--- Extracted information Enclosed Below ---
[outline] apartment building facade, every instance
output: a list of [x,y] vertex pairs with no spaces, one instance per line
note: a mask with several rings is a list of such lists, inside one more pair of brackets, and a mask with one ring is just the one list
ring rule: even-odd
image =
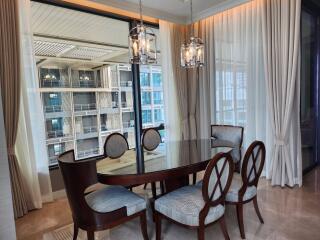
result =
[[[40,64],[38,72],[51,166],[70,149],[77,159],[102,154],[113,132],[124,134],[129,147],[135,147],[131,65],[50,63]],[[164,122],[161,67],[141,66],[140,84],[143,127],[157,127]]]

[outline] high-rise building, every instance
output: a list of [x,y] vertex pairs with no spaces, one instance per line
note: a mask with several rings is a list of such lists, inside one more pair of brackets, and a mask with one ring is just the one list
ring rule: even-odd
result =
[[[135,147],[132,74],[129,64],[74,68],[38,64],[50,165],[74,149],[77,159],[103,153],[106,137],[120,132]],[[140,69],[143,127],[164,122],[160,66]]]

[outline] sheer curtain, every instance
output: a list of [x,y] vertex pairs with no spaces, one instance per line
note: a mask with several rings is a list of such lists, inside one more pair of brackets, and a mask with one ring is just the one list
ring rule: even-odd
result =
[[19,0],[21,51],[21,102],[16,153],[24,179],[28,209],[52,200],[49,161],[45,145],[44,115],[37,91],[30,0]]
[[[200,84],[205,87],[200,87],[199,95],[201,101],[210,89],[212,124],[243,126],[244,148],[261,140],[266,143],[268,157],[273,142],[266,107],[261,3],[251,1],[199,22],[206,65],[210,66],[202,71]],[[208,108],[208,104],[202,105]],[[267,159],[264,174],[268,178],[269,168]]]
[[[160,20],[160,46],[161,46],[161,66],[164,93],[165,129],[166,141],[178,141],[182,138],[181,116],[178,107],[177,84],[175,81],[173,55],[178,40],[177,34],[180,33],[180,26],[174,23]],[[179,48],[180,49],[180,48]],[[176,50],[177,51],[177,50]],[[179,148],[167,145],[166,155],[168,164],[173,159],[178,159]],[[170,159],[170,160],[169,160]]]

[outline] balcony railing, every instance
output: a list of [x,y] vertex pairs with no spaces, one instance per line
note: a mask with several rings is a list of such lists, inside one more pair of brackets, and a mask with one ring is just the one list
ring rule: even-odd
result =
[[133,104],[128,104],[127,102],[121,102],[121,106],[123,108],[132,108],[133,107]]
[[95,88],[95,87],[97,87],[97,83],[93,80],[74,81],[74,82],[72,82],[72,86],[79,87],[79,88]]
[[58,156],[49,156],[49,166],[55,165],[58,163]]
[[123,122],[122,126],[123,128],[131,128],[131,127],[134,127],[134,124],[130,122]]
[[96,110],[96,103],[87,103],[87,104],[74,104],[75,111],[88,111],[88,110]]
[[87,158],[99,154],[99,148],[91,148],[84,151],[78,151],[78,158]]
[[132,81],[120,81],[121,87],[132,87]]
[[61,105],[44,106],[44,112],[46,113],[62,112],[62,106]]
[[97,126],[86,126],[83,127],[83,133],[94,133],[98,131],[98,127]]
[[109,125],[109,127],[106,124],[101,124],[101,131],[111,131],[119,128],[120,127],[116,124]]
[[60,138],[64,136],[63,130],[47,131],[48,138]]
[[69,83],[64,80],[42,80],[42,87],[68,87]]
[[115,109],[115,108],[119,108],[119,103],[118,102],[112,102],[111,104],[107,104],[106,105],[100,105],[101,109]]

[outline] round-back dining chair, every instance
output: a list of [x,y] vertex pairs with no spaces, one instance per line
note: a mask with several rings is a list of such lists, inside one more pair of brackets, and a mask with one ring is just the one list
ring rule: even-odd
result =
[[103,149],[105,156],[115,159],[121,157],[129,149],[129,144],[121,133],[112,133],[106,138]]
[[[159,131],[155,128],[148,128],[145,129],[142,133],[141,137],[141,145],[144,149],[147,151],[153,151],[155,150],[161,143],[161,135]],[[147,188],[147,183],[144,184],[144,189]],[[160,182],[161,192],[164,192],[163,183]],[[156,195],[156,183],[151,183],[152,193],[155,196]]]
[[161,143],[161,135],[155,128],[148,128],[142,134],[142,146],[147,151],[155,150]]

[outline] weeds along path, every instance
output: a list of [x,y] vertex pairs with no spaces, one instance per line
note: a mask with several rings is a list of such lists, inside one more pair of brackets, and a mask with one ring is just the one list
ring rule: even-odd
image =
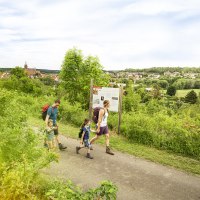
--- End of Enclosed Extracted information ---
_Requirement_
Could you restate each record word for word, keeping the pictures out?

_Result of the task_
[outline] apartment building facade, every instance
output: a list of [x,y] vertex pairs with no spaces, one instance per line
note: a mask with several rings is a list of such lists, inside one more pair of brackets, and a mask with one ring is just the one list
ring rule: even-odd
image =
result =
[[[40,64],[38,72],[51,166],[70,149],[77,159],[102,154],[113,132],[124,134],[129,147],[135,147],[131,65],[50,63]],[[164,122],[161,67],[141,66],[140,84],[143,127],[157,127]]]

[outline] high-rise building, every instance
output: a list of [x,y] vertex pairs with no spaces, one instance per line
note: a mask with several rings is a list of such lists, inside one more pair of brackets, and a mask with one ring is just the one list
ring rule: even-odd
result =
[[[135,147],[132,74],[129,64],[74,68],[38,64],[50,165],[74,149],[77,159],[103,153],[106,137],[120,132]],[[140,69],[143,127],[164,122],[160,66]]]

[outline] sheer curtain, every instance
output: a list of [x,y] vertex pairs with no spaces, one instance per line
note: a mask with several rings is a list of such lists, inside one more pair of brackets, and a mask with one ring is just the one list
ring rule: even-odd
result =
[[19,0],[21,51],[21,102],[16,153],[24,179],[28,209],[52,200],[49,161],[45,145],[44,115],[37,91],[30,0]]
[[[200,84],[205,87],[200,87],[199,95],[201,101],[210,89],[212,124],[243,126],[244,148],[261,140],[266,143],[268,157],[273,142],[266,107],[261,3],[251,1],[199,22],[206,65],[210,66],[202,71]],[[208,108],[208,104],[202,105]],[[267,159],[264,174],[268,178],[269,168]]]
[[[160,20],[160,46],[161,46],[161,66],[164,93],[165,129],[166,141],[178,141],[182,138],[181,116],[178,107],[177,84],[175,81],[173,55],[178,40],[177,34],[180,33],[180,26],[174,23]],[[179,48],[180,49],[180,48]],[[176,50],[177,51],[177,50]],[[179,148],[167,145],[166,155],[168,164],[173,159],[178,159]],[[170,159],[170,160],[169,160]]]

[outline] balcony railing, every instance
output: a list of [x,y] vertex pairs with no spaces, one instance per line
note: a mask with several rings is a list of such lists, inside one more pair of brackets, and a mask with one ring is just the one list
ring rule: even-odd
result =
[[133,104],[128,104],[127,102],[121,102],[121,106],[123,108],[132,108],[133,107]]
[[95,88],[95,87],[97,87],[97,83],[93,80],[74,81],[74,82],[72,82],[72,86],[79,87],[79,88]]
[[58,156],[49,156],[49,166],[55,165],[58,163]]
[[123,122],[122,126],[123,128],[131,128],[131,127],[134,127],[134,124],[130,122]]
[[96,110],[96,103],[87,103],[87,104],[74,104],[75,111],[88,111],[88,110]]
[[87,158],[99,154],[99,148],[91,148],[84,151],[78,151],[78,158]]
[[132,81],[120,81],[121,87],[132,87]]
[[61,105],[44,106],[44,112],[46,113],[62,112],[62,106]]
[[97,126],[86,126],[83,127],[83,133],[94,133],[98,131],[98,127]]
[[109,125],[109,127],[106,124],[101,124],[101,131],[111,131],[119,128],[120,127],[116,124]]
[[60,138],[64,136],[63,130],[47,131],[48,138]]
[[69,83],[64,80],[42,80],[42,87],[68,87]]
[[115,109],[115,108],[119,108],[119,103],[118,102],[112,102],[111,104],[107,104],[106,105],[100,105],[101,109]]

[outline] round-back dining chair, every instance
output: a list of [x,y] vertex pairs with no spaces, one instance per line
note: a mask with several rings is a list of such lists, inside one more pair of brackets, and a mask with one ring is just the one list
ring rule: even-odd
result =
[[103,149],[105,156],[115,159],[121,157],[129,149],[129,144],[121,133],[112,133],[106,138]]
[[[159,131],[155,128],[148,128],[145,129],[142,133],[141,137],[141,145],[144,149],[147,151],[153,151],[155,150],[161,143],[161,135]],[[147,188],[147,183],[144,184],[144,189]],[[160,182],[161,192],[164,192],[163,183]],[[156,195],[156,183],[151,183],[152,193],[155,196]]]
[[161,143],[161,135],[155,128],[148,128],[142,134],[142,146],[147,151],[155,150]]

[outline] weeds along path, every instance
output: a list of [x,y] vertex pairs with no spaces, one instance per line
note: a mask with several rings is a list of such lists, inside one more pair of brackets, and a mask with one ring is just the one list
ring rule: even-odd
image =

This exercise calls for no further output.